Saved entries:
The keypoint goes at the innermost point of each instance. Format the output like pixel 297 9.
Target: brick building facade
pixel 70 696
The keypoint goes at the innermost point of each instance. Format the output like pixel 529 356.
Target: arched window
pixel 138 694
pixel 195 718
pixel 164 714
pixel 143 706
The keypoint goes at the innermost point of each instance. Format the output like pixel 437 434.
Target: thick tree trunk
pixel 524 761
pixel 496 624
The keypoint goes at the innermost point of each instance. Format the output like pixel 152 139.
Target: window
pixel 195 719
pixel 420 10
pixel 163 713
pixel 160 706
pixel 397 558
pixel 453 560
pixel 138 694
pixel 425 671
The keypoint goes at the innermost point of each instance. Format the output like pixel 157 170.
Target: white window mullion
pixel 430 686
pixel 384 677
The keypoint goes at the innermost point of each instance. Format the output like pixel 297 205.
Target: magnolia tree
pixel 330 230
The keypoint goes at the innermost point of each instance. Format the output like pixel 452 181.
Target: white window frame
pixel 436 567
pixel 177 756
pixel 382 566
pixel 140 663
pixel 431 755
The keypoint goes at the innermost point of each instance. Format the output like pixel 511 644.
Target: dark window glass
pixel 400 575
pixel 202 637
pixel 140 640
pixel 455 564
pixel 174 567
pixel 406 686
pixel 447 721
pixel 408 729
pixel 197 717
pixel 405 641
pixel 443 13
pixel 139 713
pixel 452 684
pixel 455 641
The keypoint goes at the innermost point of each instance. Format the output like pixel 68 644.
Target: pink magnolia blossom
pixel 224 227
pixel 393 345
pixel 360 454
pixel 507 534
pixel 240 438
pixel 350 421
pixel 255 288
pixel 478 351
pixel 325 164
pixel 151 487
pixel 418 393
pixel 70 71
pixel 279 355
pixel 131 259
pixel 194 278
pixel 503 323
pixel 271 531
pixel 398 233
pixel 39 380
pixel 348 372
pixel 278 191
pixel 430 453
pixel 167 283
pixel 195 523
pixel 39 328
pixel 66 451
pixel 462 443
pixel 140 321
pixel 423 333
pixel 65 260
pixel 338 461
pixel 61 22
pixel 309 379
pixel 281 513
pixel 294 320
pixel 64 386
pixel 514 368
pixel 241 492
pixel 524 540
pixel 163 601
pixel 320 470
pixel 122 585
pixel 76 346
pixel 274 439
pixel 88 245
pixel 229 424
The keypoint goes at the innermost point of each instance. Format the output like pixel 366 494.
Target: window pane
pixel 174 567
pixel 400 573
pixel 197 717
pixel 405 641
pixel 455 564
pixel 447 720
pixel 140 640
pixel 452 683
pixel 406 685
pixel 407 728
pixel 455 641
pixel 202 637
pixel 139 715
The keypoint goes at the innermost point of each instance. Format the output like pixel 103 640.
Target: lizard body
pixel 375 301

▶ _WORK REQUEST_
The full data must appear again, retyped in every detail.

▶ _OUTPUT FOR THIS TASK_
The keypoint goes at the innermost point of each instance. Format the output like pixel 297 9.
Target: brick building facade
pixel 70 696
The keypoint goes at the innermost point of each instance. Format the output like pixel 529 356.
Target: arched window
pixel 138 694
pixel 195 718
pixel 164 714
pixel 143 706
The keypoint goes at the innermost point of each instance. Format the output like pixel 437 434.
Target: thick tree trunk
pixel 524 761
pixel 496 624
The keypoint goes at the innermost point of each instance. Format the output like pixel 152 139.
Target: window
pixel 195 719
pixel 420 10
pixel 163 713
pixel 160 706
pixel 397 558
pixel 453 560
pixel 138 694
pixel 425 671
The keypoint goes at the innermost point of each instance. Format the output like pixel 157 170.
Target: white window mullion
pixel 430 686
pixel 384 677
The keypoint goes at the innermost point of each instance. Format the output like pixel 297 205.
Target: magnolia tree
pixel 330 230
The keypoint goes at the innermost point of each instance. Format the output like pixel 452 181.
Target: white window frame
pixel 436 567
pixel 177 756
pixel 382 566
pixel 140 663
pixel 431 755
The keypoint goes at the innermost point of each instance. Format the output like pixel 511 644.
Target: dark window glass
pixel 400 575
pixel 202 637
pixel 140 640
pixel 455 564
pixel 174 567
pixel 406 686
pixel 447 721
pixel 408 729
pixel 197 717
pixel 405 641
pixel 443 13
pixel 139 713
pixel 452 684
pixel 455 641
The keypoint goes at the innermost point of each instance. Format the output like pixel 68 644.
Target: pink magnolia blossom
pixel 224 227
pixel 393 345
pixel 360 454
pixel 507 534
pixel 240 438
pixel 350 421
pixel 255 288
pixel 478 351
pixel 325 164
pixel 151 487
pixel 418 393
pixel 70 71
pixel 279 355
pixel 131 259
pixel 194 278
pixel 503 323
pixel 271 531
pixel 398 233
pixel 39 380
pixel 348 372
pixel 278 191
pixel 430 453
pixel 167 283
pixel 195 523
pixel 39 328
pixel 66 451
pixel 462 443
pixel 140 321
pixel 423 333
pixel 65 260
pixel 338 461
pixel 61 22
pixel 309 379
pixel 281 513
pixel 294 320
pixel 64 386
pixel 514 368
pixel 241 492
pixel 524 540
pixel 163 601
pixel 320 470
pixel 122 585
pixel 76 346
pixel 274 439
pixel 88 245
pixel 229 424
The keypoint goes at the innermost point of each instance. Format the output like pixel 366 494.
Target: window pane
pixel 174 567
pixel 400 573
pixel 197 717
pixel 405 641
pixel 455 564
pixel 447 720
pixel 140 640
pixel 452 683
pixel 406 685
pixel 407 728
pixel 455 641
pixel 202 637
pixel 139 715
The keypoint goes at the innermost point of each instance. Format the output like pixel 103 640.
Target: lizard body
pixel 375 301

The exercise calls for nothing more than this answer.